### [Quoted passage]
--- BEGIN ---

Commit 59438b46471a ("security,lockdown,selinux: implement SELinux lockdown")
added an implementation of the locked_down LSM hook to SELinux, with the aim
to restrict which domains are allowed to perform operations that would breach
lockdown. This is indirectly also getting audit subsystem involved to report
events. The latter is problematic, as reported by Ondrej and Serhei, since it
can bring down the whole system via audit:

  1) The audit events that are triggered due to calls to security_locked_down()
     can OOM kill a machine, see below details [0].

  2) It also seems to be causing a deadlock via avc_has_perm()/slow_avc_audit()
     when trying to wake up kauditd, for example, when using trace_sched_switch()
     tracepoint, see details in [1]. Triggering this was not via some hypothetical
     corner case, but with existing tools like runqlat & runqslower from bcc, for
     example, which make use of this tracepoint. Rough call sequence goes like:

     rq_lock(rq) -> -------------------------+
       trace_sched_switch() ->               |
         bpf_prog_xyz() ->                   +-> deadlock
           selinux_lockdown() ->             |
             audit_log_end() ->              |
               wake_up_interruptible() ->    |
                 try_to_wake_up() ->         |
                   rq_lock(rq) --------------+

What's worse is that the intention of 59438b46471a to further restrict lockdown
settings for specific applications in respect to the global lockdown policy is
completely broken for BPF. The SELinux policy rule for the current lockdown check
looks something like this:

  allow <who> <who> : lockdown { <reason> };

However, this doesn't match with the 'current' task where the security_locked_down()
is executed, example: httpd does a syscall. There is a tracing program attached
to the syscall which triggers a BPF program to run, which ends up doing a
bpf_probe_read_kernel{,_str}() helper call. The selinux_lockdown() hook does
the permission check against 'current', that is, httpd in this example. httpd
has literally zero relation to this tracing program, and it would be nonsensical
having to write an SELinux policy rule against httpd to let the tracing helper
pass. The policy in this case needs to be against the entity that is installing
the BPF program. For example, if bpftrace would generate a histogram of syscall
counts by user space application:

  bpftrace -e 'tracepoint:raw_syscalls:sys_enter { @[comm] = count(); }'

bpftrace would then go and generate a BPF program from this internally. One way
of doing it [for the sake of the example] could be to call bpf_get_current_task()

--- END ---

### [Extracted records]
--- BEGIN ---

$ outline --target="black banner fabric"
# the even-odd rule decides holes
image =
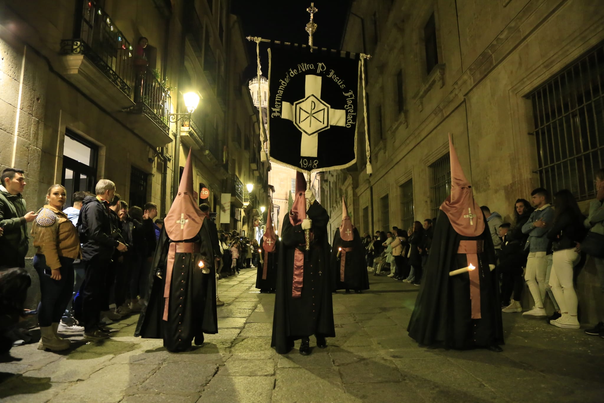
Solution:
[[[295,47],[269,49],[269,155],[298,171],[356,160],[359,61]]]

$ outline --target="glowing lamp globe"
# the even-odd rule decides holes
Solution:
[[[199,105],[199,94],[193,91],[188,91],[183,92],[182,97],[185,98],[185,106],[187,107],[187,110],[189,113],[193,113]]]

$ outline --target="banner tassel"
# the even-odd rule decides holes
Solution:
[[[371,168],[371,150],[369,148],[369,131],[367,128],[367,103],[366,102],[367,96],[365,92],[365,54],[363,53],[361,54],[361,83],[362,83],[363,88],[363,120],[365,123],[365,152],[367,158],[367,175],[371,175],[373,173],[373,169]]]

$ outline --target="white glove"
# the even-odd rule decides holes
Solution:
[[[302,229],[303,230],[310,230],[310,227],[312,227],[312,220],[309,220],[307,219],[304,219],[302,220]]]
[[[304,197],[306,198],[306,200],[308,201],[309,205],[312,204],[315,202],[315,201],[316,200],[316,199],[315,198],[315,195],[312,194],[312,190],[310,189],[307,190],[304,195]]]

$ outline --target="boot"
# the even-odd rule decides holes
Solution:
[[[40,327],[40,333],[42,334],[42,338],[38,342],[38,350],[61,351],[69,348],[69,341],[57,338],[53,326]]]
[[[300,343],[300,353],[302,355],[308,355],[310,353],[310,340],[308,337],[303,337]]]
[[[117,312],[111,311],[111,309],[109,311],[102,311],[101,312],[101,317],[103,317],[103,316],[106,316],[108,318],[113,321],[120,320],[121,319],[121,315],[120,315]]]

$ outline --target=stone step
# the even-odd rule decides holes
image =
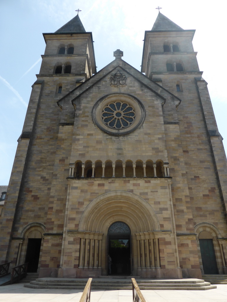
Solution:
[[[25,284],[24,286],[33,288],[83,290],[87,281],[87,279],[42,278]],[[215,285],[211,285],[209,282],[199,279],[137,280],[137,281],[140,290],[204,290],[217,288]],[[117,280],[94,278],[91,283],[92,290],[132,289],[130,279]]]

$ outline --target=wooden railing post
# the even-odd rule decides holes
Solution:
[[[131,279],[132,282],[133,302],[146,302],[135,278],[132,278]]]
[[[89,278],[88,280],[80,300],[80,302],[90,302],[90,288],[92,280],[92,278]]]

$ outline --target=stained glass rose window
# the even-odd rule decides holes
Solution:
[[[104,122],[109,127],[116,129],[128,127],[133,123],[135,117],[133,106],[120,101],[109,103],[102,113]]]

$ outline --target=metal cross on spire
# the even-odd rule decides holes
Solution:
[[[78,15],[79,14],[79,12],[81,11],[81,9],[79,9],[79,8],[78,8],[78,9],[77,9],[76,11],[77,11],[77,15]]]

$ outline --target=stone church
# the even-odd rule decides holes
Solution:
[[[159,12],[141,71],[118,49],[98,72],[78,15],[43,34],[2,263],[28,262],[40,277],[227,273],[226,158],[195,31]]]

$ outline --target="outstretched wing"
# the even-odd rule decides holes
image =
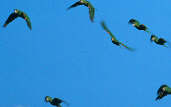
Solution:
[[[5,24],[3,25],[3,27],[6,27],[10,22],[12,22],[17,17],[18,17],[18,14],[11,13],[10,16],[8,17],[8,19],[5,21]]]
[[[69,103],[63,100],[63,103],[69,107]]]
[[[26,22],[27,22],[27,26],[30,28],[30,30],[32,29],[32,27],[31,27],[31,21],[30,21],[30,18],[26,15],[25,16],[25,20],[26,20]]]
[[[162,85],[162,86],[160,86],[160,88],[157,90],[157,98],[156,98],[156,100],[159,100],[159,99],[161,99],[161,98],[163,98],[164,96],[166,96],[167,95],[167,93],[165,92],[165,91],[163,91],[163,88],[164,87],[167,87],[167,85]]]
[[[95,8],[93,7],[93,5],[90,2],[88,2],[88,8],[89,8],[90,20],[93,22],[94,21]]]
[[[121,44],[123,47],[125,47],[126,49],[128,49],[129,51],[134,51],[133,48],[130,48],[130,47],[126,46],[125,44],[121,43],[121,42],[120,42],[120,44]]]
[[[129,24],[135,24],[135,25],[140,25],[140,23],[138,22],[138,20],[135,20],[135,19],[130,19]]]
[[[118,42],[118,40],[115,38],[115,36],[112,34],[112,32],[110,32],[110,30],[107,28],[107,26],[106,26],[104,21],[101,22],[101,26],[113,38],[114,41]]]
[[[77,7],[77,6],[79,6],[79,5],[82,5],[80,1],[74,3],[73,5],[71,5],[70,7],[68,7],[67,9],[71,9],[71,8]]]

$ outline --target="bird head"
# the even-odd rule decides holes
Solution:
[[[18,9],[14,9],[14,13],[18,13],[18,11],[19,11]]]
[[[154,41],[156,39],[156,36],[155,35],[151,35],[151,38],[150,38],[150,41]]]
[[[161,99],[161,98],[163,98],[164,96],[167,95],[167,92],[166,92],[166,89],[165,89],[167,87],[168,87],[167,85],[160,86],[160,88],[157,91],[158,96],[157,96],[156,100],[159,100],[159,99]]]
[[[51,101],[51,100],[52,100],[52,98],[51,98],[50,96],[46,96],[46,97],[45,97],[45,101],[46,101],[46,102],[49,102],[49,101]]]
[[[135,22],[136,22],[135,19],[130,19],[128,23],[129,23],[129,24],[134,24]]]

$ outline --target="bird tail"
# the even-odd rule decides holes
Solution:
[[[68,107],[69,107],[69,105],[70,105],[70,104],[69,104],[68,102],[66,102],[66,101],[63,101],[63,103],[66,104]]]
[[[3,25],[3,27],[6,27],[6,26],[7,26],[7,24],[4,24],[4,25]]]

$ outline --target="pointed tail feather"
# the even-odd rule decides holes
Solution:
[[[66,101],[63,101],[63,103],[66,104],[68,107],[69,107],[69,105],[70,105],[70,104],[69,104],[68,102],[66,102]]]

--- END ---

### [What to work on]
(1) Duplicate the commit message word for word, covering everything from "added an implementation" down to "calls to security_locked_down()".
(2) Set down the entries word for word, covering everything from the start of the entries down to the line containing "[[[295,47],[269,49],[269,155],[298,171],[356,160],[359,61]]]", with both ends included. Leave the pictures out.
The commit message and the entries were taken from unrelated sources.

### [Answers for the exercise]
(1)
added an implementation of the locked_down LSM hook to SELinux, with the aim
to restrict which domains are allowed to perform operations that would breach
lockdown. This is indirectly also getting audit subsystem involved to report
events. The latter is problematic, as reported by Ondrej and Serhei, since it
can bring down the whole system via audit:

  1) The audit events that are triggered due to calls to security_locked_down()

(2)
$ outline --target="black banner fabric"
# the even-odd rule decides holes
image =
Solution:
[[[295,47],[269,49],[269,155],[298,171],[356,160],[359,61]]]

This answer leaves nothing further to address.